▶ _What is needed_
Please recast every line of the listing below as a numbered list, leaving out any blank lines.

═════ Dataset

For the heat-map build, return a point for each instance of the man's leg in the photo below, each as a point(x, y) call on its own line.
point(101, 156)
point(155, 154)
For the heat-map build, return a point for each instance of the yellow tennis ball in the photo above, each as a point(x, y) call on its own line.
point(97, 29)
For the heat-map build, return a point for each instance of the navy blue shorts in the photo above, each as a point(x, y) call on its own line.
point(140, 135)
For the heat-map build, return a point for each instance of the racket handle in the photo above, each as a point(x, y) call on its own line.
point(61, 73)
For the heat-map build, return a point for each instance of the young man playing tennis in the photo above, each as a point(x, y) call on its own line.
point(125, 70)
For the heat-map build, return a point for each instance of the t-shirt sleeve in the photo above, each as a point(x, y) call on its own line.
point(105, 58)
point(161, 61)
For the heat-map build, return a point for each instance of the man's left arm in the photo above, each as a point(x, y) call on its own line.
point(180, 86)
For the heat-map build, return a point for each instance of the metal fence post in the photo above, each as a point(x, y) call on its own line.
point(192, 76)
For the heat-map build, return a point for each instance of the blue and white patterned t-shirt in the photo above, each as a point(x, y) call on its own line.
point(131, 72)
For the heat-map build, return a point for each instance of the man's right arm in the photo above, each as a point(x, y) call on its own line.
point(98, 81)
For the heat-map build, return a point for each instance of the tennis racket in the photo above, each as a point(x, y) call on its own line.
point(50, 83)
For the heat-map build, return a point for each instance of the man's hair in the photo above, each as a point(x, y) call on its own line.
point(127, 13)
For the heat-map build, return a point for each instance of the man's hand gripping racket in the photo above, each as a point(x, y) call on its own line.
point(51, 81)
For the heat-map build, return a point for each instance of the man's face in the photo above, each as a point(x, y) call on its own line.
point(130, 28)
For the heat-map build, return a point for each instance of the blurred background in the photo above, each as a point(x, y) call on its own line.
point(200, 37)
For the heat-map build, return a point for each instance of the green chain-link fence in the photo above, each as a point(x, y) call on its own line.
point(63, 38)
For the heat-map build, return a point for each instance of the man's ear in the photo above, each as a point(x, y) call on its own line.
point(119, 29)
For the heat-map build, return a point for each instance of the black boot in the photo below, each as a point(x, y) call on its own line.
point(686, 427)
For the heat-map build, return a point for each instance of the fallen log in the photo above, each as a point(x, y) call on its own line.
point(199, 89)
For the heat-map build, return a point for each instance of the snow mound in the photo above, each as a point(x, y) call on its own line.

══════════

▶ _Correct response_
1. For the heat-map build, return a point for each instance of the man's leg in the photo below, each as a point(x, y) call on its own line.
2. point(101, 156)
3. point(155, 154)
4. For the heat-map build, return a point for each instance of the yellow tennis ball in the photo above, each as a point(x, y) call on its own line.
5. point(97, 29)
6. For the heat-map build, return a point for each instance of the navy blue shorts in the photo above, each as a point(x, y) call on its own line.
7. point(140, 135)
8. For the heat-map build, return a point for each instance of the racket handle in the photo above, each as a point(x, y) call on its own line.
9. point(61, 73)
10. For the heat-map build, return a point for each instance of the young man playing tennis in the photo above, each as a point(x, y) call on its own line.
11. point(125, 70)
12. For the heat-map build, return a point for each instance of the t-shirt sleeve in the photo above, each as a point(x, y) call on its own line.
13. point(105, 58)
14. point(161, 61)
15. For the heat-map build, return a point for each instance of the man's left arm in the photo above, each as a point(x, y) call on its own line.
16. point(180, 86)
17. For the heat-map build, return a point for each instance of the metal fence post in the photo above, each as a point(x, y) call on its own line.
18. point(192, 76)
19. For the heat-map build, return a point for each instance of the blue and white patterned t-shirt in the photo above, each as a point(x, y) call on its own line.
20. point(131, 72)
21. For the heat-map build, return a point for each instance of the man's right arm in the photo above, each as a point(x, y) call on its own line.
22. point(98, 81)
23. For the heat-map build, return a point for each instance of the tennis racket in the photo above, each as a point(x, y) call on its own line.
24. point(50, 83)
25. For the heat-map build, return a point for each instance of the man's hair in the photo above, each as a point(x, y) call on its own line.
26. point(127, 13)
27. For the heat-map build, return a point for each instance of the man's hand gripping racket in the photo above, each as a point(x, y) call on its own line.
28. point(51, 81)
29. For the heat-map build, return a point for each instance of the man's face in the photo above, each as a point(x, y) call on its own line.
30. point(130, 28)
31. For the heat-map build, return a point for each instance of the blurred background in the photo above, each as a point(x, y) call on its own line.
32. point(200, 37)
33. For the heat-map build, return a point for each instance of the green chain-link fence in the photo above, each as a point(x, y) call on its own line.
34. point(63, 38)
35. For the heat-map build, return a point for each instance of the man's ear in the photo above, each as a point(x, y) call on its own line.
36. point(119, 29)
37. For the heat-map build, return a point for each instance of the black boot in the photo below, each as a point(x, y) call on its own line.
38. point(686, 427)
39. For the heat-map build, return a point for each instance of the fallen log in the photo above, each as a point(x, y) call on its own line.
40. point(199, 89)
41. For the heat-map build, return a point for each instance of the snow mound in the photo above, each as a point(x, y) call on its own line.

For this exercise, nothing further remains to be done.